* Exercise requirements: Without copying any picture, return all lines below exactly.

* Data extract:
--- START ---
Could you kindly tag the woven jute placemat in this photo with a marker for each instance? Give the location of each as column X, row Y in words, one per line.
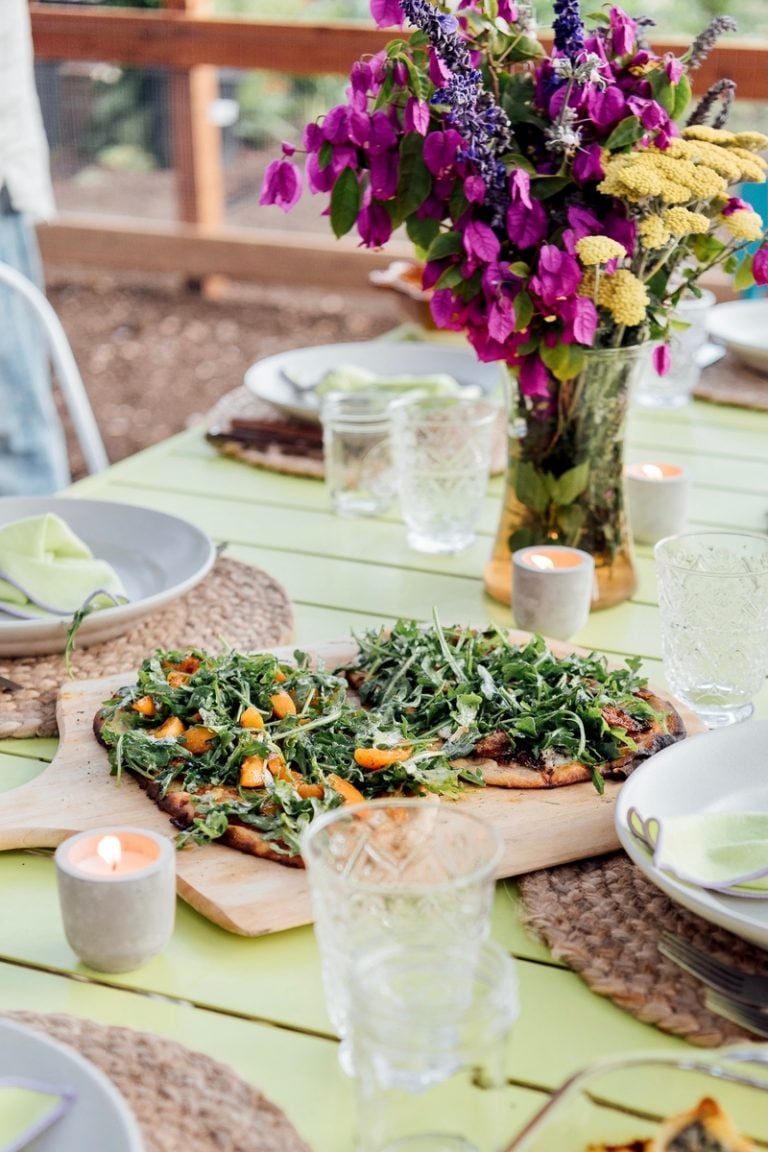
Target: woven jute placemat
column 296, row 447
column 183, row 1100
column 732, row 383
column 235, row 605
column 603, row 919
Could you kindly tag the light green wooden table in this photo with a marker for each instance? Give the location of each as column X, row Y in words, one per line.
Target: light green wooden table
column 257, row 1003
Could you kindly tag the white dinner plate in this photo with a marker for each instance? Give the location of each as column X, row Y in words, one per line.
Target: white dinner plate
column 725, row 770
column 271, row 379
column 157, row 556
column 742, row 325
column 99, row 1116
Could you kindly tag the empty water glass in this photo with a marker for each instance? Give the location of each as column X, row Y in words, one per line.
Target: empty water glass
column 356, row 452
column 430, row 1040
column 408, row 872
column 441, row 449
column 713, row 596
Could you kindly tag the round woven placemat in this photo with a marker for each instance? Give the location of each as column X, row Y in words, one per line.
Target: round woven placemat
column 731, row 383
column 235, row 604
column 603, row 919
column 182, row 1099
column 242, row 404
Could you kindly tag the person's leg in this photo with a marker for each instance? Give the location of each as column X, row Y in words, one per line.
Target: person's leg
column 32, row 451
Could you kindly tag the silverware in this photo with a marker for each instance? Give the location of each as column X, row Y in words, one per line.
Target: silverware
column 724, row 978
column 746, row 1016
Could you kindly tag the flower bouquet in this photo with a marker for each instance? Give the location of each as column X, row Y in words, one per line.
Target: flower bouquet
column 561, row 203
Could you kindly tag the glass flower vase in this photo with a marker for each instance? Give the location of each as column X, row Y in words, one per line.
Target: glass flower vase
column 565, row 474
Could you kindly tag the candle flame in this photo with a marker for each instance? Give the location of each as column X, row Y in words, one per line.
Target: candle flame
column 111, row 851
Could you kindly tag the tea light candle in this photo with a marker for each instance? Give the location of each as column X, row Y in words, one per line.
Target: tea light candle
column 553, row 589
column 658, row 499
column 118, row 895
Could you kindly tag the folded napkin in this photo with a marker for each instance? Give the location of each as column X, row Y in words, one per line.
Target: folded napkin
column 28, row 1108
column 46, row 569
column 725, row 851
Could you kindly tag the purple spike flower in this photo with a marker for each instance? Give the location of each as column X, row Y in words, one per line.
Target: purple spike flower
column 569, row 29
--- END ---
* Your solution:
Could you kindly tag the woven jute placemat in this photo with a marker for each instance? Give the location of each as column X, row Y in words, one per line.
Target: woven jute placemat
column 296, row 447
column 183, row 1100
column 732, row 383
column 235, row 605
column 603, row 919
Could you kindly tag the light green wooden table in this photo with a marker for each instance? Give the location of each as column X, row Y in words, one per line.
Target: light green wooden table
column 257, row 1003
Could you kindly tag the white dinner plate in this photo with a marker for each instance? Give the location of each as column X, row Y in words, one per line.
Target: white dinner plate
column 725, row 770
column 271, row 379
column 157, row 556
column 742, row 325
column 99, row 1116
Could you kindly tag the empty water glass in this photo with a marker for each instance? Give the location of each as column X, row Y in words, one per line.
Target: empty water glass
column 356, row 452
column 430, row 1040
column 408, row 872
column 441, row 449
column 713, row 596
Could you kindly tag the round woven placemat in this photo with a marker for each instance? Give the location of each as column X, row Y in words, one per line.
Target: round woven placemat
column 731, row 383
column 235, row 604
column 603, row 919
column 182, row 1099
column 242, row 404
Could you kindly tag the person's leg in this photo with a marker for each instance? Give the location of each as column X, row Y in words, one per line.
Target: person's leg
column 32, row 451
Could you kindly tag the silverware in this photo with a marker for each instance? Give the location of each as column X, row Y in words, one per line.
Target: silverware
column 724, row 978
column 746, row 1016
Could you kindly tag the flower bouquet in this photo with a marker for each instance? Give the location of each as column X, row Y in words, one per line.
Target: flower bouquet
column 561, row 203
Could you kindly tag the glass flower vase in this photo with a marker for each instance? Give the location of each as column X, row Y in words, one per line.
Target: glass flower vase
column 565, row 474
Could you kindly tag the candle flame in this photo with a marker for each instance? Give the location of each as column X, row Y in words, one per line.
Target: candle flame
column 111, row 851
Could you kindly tag the tea light candle in this photo with a marker for each instance? Give the location of each as column X, row Y in words, one per line.
Target: tea light candle
column 553, row 589
column 658, row 499
column 118, row 895
Could you kindly tag the folded napkin in this photo with a marker for each instance? Give the location of each as column X, row Y in words, one per line.
Target: folded napkin
column 28, row 1108
column 46, row 569
column 725, row 851
Could you kindly tag the purple spike flower in this photo with a marker for each instance? Give the location of each as column X, row Y in words, one per line.
Target: purple spike flower
column 569, row 29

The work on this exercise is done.